-- Start --

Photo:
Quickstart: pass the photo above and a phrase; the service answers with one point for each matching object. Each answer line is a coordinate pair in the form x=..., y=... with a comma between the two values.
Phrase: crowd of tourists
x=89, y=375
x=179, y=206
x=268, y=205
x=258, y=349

-- End --

Job
Print the whole listing above again, line for line, without changing anything.

Solution for this task
Photo:
Quickstart: pass the photo above and a phrase; the service answers with one point for each matching object. Each answer line is a coordinate pair in the form x=..., y=... with a comma between the two values.
Phrase: crowd of tourists
x=89, y=375
x=179, y=206
x=268, y=205
x=258, y=349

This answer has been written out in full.